Rewrite all the rows below, changing every "rough mask" to "coarse mask" and altering nothing else. Leave the pictures out.
───── EXTRACTED RECORDS ─────
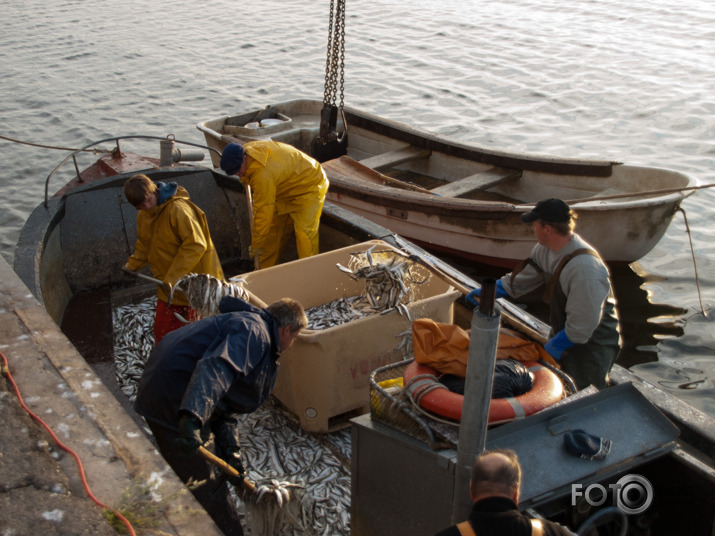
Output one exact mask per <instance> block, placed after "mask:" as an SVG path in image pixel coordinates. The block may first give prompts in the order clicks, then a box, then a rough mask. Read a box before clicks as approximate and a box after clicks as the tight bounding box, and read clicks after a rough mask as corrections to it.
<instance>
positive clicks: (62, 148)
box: [0, 135, 112, 154]
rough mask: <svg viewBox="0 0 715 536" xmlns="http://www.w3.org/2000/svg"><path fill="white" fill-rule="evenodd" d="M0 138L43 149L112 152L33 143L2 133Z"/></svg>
mask: <svg viewBox="0 0 715 536" xmlns="http://www.w3.org/2000/svg"><path fill="white" fill-rule="evenodd" d="M0 139H3V140H7V141H11V142H13V143H19V144H21V145H31V146H32V147H40V148H41V149H57V150H58V151H71V152H73V153H77V152H80V151H86V152H88V153H94V154H97V153H111V152H112V151H110V150H108V149H96V148H95V149H73V148H72V147H57V146H56V145H45V144H42V143H33V142H31V141H23V140H18V139H15V138H10V137H8V136H3V135H0Z"/></svg>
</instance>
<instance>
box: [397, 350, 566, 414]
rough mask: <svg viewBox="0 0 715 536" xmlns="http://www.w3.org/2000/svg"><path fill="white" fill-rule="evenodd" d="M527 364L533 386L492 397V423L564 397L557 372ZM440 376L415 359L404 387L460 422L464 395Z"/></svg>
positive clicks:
─────
■ REPLY:
Output one exact mask per <instance> block, placed after "mask:" as an SVG path in image pixel coordinates. The block may first give prompts in the order clicks, then a box, then a coarse mask. Read a box before clicks as approximate and a box after clicks as the tight bounding box, and read clicks after a coarse mask as corrections to it.
<instance>
positive clicks: (62, 148)
box: [0, 135, 112, 154]
coarse mask: <svg viewBox="0 0 715 536" xmlns="http://www.w3.org/2000/svg"><path fill="white" fill-rule="evenodd" d="M0 138L43 149L112 152L33 143L2 133Z"/></svg>
mask: <svg viewBox="0 0 715 536" xmlns="http://www.w3.org/2000/svg"><path fill="white" fill-rule="evenodd" d="M0 139H3V140H7V141H11V142H13V143H19V144H21V145H31V146H32V147H40V148H41V149H57V150H58V151H71V152H73V153H77V152H80V151H86V152H88V153H94V154H97V153H111V152H112V151H110V150H108V149H96V148H95V149H73V148H72V147H57V146H56V145H45V144H42V143H33V142H31V141H23V140H18V139H15V138H10V137H8V136H3V135H0Z"/></svg>
</instance>
<instance>
box: [397, 350, 566, 414]
coarse mask: <svg viewBox="0 0 715 536" xmlns="http://www.w3.org/2000/svg"><path fill="white" fill-rule="evenodd" d="M527 364L533 386L492 397V423L564 397L557 372ZM440 376L415 359L404 387L460 422L464 395Z"/></svg>
positive clicks:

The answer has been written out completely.